> Problem description: From the line containing "outline concrete sidewalk, every instance" through the last line of the data, return those lines exactly as written and nothing more.

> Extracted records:
======

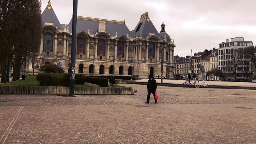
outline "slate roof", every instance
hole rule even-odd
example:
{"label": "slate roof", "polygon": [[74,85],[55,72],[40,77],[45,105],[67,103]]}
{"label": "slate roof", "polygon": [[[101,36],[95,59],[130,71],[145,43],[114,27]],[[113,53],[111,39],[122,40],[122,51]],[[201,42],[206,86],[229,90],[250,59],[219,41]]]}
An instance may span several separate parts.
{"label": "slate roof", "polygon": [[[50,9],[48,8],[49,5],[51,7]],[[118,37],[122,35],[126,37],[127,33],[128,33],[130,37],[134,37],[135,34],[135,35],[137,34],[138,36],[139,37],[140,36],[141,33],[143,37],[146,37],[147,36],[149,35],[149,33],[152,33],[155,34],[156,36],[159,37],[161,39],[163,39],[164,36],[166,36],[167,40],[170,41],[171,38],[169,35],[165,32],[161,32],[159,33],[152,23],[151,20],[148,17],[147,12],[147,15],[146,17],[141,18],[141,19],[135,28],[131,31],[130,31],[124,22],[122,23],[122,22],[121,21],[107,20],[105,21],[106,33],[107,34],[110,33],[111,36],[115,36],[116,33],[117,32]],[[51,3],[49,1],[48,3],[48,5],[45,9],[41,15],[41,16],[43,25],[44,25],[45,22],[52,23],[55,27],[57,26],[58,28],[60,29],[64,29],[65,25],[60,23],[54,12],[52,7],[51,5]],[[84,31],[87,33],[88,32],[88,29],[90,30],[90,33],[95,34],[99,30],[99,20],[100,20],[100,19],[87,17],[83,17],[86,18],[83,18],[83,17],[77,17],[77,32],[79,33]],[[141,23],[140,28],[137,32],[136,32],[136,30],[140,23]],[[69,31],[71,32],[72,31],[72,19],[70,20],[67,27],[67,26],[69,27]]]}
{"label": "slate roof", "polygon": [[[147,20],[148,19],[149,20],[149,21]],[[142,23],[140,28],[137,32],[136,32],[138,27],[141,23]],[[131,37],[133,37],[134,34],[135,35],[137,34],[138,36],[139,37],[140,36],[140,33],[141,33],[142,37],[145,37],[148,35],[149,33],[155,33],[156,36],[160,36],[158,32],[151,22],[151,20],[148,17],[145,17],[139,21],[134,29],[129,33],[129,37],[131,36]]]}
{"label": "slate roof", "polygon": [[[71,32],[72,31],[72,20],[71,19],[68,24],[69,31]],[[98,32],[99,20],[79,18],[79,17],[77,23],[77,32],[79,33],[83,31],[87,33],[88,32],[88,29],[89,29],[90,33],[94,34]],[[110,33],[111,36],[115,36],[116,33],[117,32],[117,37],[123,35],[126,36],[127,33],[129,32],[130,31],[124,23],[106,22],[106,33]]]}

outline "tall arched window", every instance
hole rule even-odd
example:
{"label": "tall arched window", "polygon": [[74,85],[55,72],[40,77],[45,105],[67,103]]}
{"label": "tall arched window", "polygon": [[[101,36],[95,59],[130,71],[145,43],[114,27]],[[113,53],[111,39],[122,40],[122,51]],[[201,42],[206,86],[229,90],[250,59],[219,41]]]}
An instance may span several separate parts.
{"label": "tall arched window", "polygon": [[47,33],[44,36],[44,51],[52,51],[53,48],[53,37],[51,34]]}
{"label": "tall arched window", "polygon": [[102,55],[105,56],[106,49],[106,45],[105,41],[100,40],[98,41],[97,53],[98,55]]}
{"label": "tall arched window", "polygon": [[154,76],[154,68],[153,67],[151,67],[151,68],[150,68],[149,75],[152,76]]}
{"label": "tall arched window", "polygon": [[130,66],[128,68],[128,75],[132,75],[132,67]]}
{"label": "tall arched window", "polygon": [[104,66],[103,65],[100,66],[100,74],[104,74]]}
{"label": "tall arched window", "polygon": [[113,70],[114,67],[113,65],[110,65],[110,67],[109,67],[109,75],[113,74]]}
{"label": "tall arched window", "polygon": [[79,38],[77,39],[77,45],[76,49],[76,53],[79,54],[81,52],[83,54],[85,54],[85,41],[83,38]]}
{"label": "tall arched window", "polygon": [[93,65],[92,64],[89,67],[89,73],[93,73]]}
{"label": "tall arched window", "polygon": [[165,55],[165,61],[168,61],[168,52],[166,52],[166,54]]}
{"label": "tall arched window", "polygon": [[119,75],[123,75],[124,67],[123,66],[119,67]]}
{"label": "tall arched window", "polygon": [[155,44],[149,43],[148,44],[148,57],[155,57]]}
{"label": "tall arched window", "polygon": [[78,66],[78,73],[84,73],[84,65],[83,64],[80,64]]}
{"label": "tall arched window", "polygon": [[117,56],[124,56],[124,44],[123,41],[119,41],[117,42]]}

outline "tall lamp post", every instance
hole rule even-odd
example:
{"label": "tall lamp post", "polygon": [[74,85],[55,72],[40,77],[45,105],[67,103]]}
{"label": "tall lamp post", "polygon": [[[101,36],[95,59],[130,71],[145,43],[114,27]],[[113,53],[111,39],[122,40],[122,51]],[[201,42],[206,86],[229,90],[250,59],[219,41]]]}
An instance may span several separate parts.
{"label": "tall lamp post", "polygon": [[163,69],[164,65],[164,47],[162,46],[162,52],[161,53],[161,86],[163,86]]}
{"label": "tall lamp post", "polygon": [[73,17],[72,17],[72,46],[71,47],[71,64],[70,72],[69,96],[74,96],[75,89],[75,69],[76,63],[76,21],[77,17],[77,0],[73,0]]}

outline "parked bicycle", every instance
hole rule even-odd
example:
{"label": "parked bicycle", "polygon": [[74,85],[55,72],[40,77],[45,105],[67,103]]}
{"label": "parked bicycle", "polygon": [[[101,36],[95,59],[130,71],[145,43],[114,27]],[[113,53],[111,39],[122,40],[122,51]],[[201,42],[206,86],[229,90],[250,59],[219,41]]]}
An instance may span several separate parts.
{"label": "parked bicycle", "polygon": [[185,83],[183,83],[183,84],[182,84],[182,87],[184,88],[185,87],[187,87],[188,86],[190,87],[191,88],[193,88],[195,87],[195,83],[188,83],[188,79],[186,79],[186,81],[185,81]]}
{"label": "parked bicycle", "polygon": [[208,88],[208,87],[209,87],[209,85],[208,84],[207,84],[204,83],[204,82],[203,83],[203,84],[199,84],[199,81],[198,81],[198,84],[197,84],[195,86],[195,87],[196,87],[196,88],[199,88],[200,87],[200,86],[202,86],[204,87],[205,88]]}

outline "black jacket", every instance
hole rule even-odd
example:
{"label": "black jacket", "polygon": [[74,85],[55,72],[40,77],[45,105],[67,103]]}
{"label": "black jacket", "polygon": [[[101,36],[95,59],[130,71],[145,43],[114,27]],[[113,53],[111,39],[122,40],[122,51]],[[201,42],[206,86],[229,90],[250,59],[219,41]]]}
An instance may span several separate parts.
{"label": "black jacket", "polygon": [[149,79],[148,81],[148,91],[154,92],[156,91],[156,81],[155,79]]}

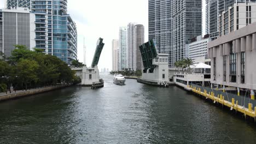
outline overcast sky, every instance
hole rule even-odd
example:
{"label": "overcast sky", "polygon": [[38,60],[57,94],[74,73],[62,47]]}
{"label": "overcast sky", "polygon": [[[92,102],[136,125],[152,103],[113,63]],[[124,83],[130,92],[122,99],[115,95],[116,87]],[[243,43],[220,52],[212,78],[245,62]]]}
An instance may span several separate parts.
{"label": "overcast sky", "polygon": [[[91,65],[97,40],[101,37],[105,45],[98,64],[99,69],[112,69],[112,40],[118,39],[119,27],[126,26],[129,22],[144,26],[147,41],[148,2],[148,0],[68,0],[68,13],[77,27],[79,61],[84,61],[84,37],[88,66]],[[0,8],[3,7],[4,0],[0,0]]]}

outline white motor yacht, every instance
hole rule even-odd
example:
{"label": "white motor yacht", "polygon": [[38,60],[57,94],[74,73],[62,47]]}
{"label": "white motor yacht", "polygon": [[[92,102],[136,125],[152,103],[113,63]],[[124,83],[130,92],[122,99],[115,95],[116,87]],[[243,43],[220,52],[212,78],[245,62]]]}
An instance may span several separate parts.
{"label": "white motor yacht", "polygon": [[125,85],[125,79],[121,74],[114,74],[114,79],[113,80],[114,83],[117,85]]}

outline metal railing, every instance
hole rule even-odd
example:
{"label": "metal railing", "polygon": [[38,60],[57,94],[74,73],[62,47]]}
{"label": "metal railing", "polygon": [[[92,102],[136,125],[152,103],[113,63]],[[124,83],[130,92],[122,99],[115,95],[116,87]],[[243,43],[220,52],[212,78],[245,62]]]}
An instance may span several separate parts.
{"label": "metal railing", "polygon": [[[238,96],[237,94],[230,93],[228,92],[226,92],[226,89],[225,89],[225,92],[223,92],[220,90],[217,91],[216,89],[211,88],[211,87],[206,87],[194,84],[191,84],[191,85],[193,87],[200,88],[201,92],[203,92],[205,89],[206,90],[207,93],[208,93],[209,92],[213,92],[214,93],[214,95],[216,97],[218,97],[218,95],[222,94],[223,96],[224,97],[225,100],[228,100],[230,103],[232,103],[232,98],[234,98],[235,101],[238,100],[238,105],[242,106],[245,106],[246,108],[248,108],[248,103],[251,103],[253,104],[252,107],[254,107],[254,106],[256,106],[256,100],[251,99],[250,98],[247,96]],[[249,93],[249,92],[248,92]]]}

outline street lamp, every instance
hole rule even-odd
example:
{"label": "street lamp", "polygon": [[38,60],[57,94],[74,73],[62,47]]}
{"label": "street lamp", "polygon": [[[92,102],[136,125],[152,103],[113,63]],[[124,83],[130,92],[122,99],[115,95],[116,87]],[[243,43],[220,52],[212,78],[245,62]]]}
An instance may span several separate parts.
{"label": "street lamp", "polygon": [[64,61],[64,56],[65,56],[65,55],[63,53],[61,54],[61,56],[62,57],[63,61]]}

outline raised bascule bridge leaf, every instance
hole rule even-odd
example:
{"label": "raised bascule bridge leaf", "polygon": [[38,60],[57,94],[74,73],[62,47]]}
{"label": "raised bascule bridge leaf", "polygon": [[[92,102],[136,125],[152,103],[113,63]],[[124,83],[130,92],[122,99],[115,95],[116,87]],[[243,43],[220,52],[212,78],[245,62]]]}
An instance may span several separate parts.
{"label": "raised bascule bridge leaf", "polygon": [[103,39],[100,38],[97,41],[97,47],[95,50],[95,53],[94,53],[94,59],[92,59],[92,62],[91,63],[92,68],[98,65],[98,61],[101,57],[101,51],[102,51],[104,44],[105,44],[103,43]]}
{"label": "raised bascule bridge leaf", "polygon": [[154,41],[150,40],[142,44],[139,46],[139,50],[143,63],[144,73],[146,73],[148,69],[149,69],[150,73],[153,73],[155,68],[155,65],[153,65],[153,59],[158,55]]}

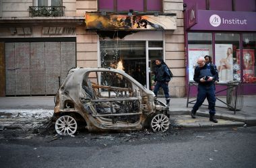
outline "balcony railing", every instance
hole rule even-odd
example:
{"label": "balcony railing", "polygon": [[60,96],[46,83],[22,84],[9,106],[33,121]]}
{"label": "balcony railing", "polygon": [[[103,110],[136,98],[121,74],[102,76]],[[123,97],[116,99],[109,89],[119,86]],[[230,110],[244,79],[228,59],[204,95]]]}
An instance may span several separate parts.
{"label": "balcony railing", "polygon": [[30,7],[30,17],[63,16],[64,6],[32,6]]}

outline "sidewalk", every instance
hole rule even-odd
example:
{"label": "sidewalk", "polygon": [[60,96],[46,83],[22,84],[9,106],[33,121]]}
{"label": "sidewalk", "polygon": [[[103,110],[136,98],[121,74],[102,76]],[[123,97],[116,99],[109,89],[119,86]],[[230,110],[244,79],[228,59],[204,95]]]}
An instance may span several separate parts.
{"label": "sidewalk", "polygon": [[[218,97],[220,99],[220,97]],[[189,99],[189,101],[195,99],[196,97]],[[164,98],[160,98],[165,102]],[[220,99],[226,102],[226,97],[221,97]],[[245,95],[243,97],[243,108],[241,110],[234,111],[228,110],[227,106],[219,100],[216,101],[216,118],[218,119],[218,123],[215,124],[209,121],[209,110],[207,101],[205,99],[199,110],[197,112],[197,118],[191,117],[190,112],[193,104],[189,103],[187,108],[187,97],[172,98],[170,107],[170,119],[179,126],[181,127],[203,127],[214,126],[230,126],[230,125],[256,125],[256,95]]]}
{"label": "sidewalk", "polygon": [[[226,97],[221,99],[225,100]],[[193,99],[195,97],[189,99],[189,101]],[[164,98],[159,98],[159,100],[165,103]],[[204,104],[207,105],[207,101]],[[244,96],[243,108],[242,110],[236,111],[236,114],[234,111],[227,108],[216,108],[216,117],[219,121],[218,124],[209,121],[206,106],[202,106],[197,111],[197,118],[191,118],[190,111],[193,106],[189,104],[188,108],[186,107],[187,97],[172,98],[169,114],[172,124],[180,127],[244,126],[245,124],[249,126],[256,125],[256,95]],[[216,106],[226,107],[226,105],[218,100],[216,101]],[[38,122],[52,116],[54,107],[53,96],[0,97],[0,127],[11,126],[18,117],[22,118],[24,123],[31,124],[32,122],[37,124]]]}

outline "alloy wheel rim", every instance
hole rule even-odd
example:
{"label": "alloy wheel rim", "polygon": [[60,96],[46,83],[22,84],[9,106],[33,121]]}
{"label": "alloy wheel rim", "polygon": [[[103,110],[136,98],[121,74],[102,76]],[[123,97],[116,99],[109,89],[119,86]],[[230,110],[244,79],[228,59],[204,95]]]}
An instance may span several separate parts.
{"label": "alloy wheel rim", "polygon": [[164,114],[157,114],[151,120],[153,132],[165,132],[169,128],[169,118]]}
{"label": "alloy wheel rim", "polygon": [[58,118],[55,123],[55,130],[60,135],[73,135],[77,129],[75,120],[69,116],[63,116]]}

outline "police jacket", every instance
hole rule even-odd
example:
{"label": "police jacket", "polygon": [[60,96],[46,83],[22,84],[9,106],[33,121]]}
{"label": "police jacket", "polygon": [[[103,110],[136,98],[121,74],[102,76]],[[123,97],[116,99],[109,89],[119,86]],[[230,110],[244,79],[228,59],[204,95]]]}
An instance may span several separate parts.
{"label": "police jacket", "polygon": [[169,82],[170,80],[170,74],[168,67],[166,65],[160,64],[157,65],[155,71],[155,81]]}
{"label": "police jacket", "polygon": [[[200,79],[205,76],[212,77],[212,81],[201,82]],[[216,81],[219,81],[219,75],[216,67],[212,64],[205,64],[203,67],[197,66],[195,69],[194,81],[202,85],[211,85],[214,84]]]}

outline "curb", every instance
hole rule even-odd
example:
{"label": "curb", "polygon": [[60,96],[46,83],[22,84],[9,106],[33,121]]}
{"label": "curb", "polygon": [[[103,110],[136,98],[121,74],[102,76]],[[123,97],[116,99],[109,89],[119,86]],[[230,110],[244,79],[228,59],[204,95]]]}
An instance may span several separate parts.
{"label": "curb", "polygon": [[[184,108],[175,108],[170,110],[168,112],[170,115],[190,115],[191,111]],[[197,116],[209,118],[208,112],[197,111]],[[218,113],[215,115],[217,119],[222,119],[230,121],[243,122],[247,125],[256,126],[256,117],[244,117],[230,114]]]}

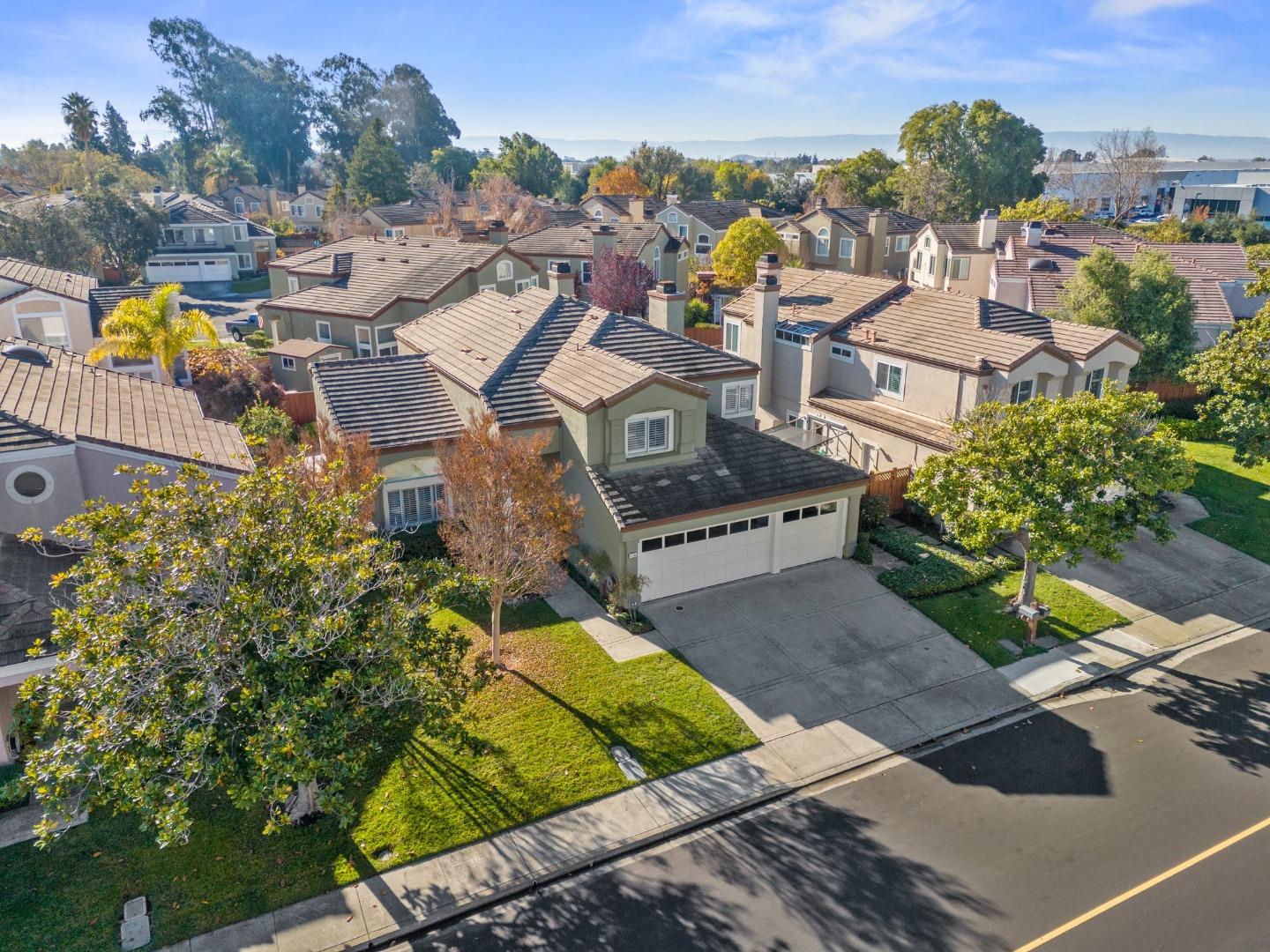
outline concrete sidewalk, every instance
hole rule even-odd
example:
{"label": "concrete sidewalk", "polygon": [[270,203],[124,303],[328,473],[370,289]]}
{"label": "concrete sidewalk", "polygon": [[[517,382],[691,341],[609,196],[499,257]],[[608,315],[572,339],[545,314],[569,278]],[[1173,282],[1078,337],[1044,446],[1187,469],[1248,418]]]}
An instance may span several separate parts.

======

> Complete answer:
outline concrete sidewalk, every instance
hole rule even-odd
example:
{"label": "concrete sidewalk", "polygon": [[270,203],[124,303],[328,473],[370,289]]}
{"label": "concrete sidewalk", "polygon": [[[517,382],[691,341],[609,196],[499,257]],[[608,315],[572,339],[545,314],[569,278]],[[1173,282],[1078,337],[1044,446],[1187,469],[1248,418]]]}
An instance may span several separate parts.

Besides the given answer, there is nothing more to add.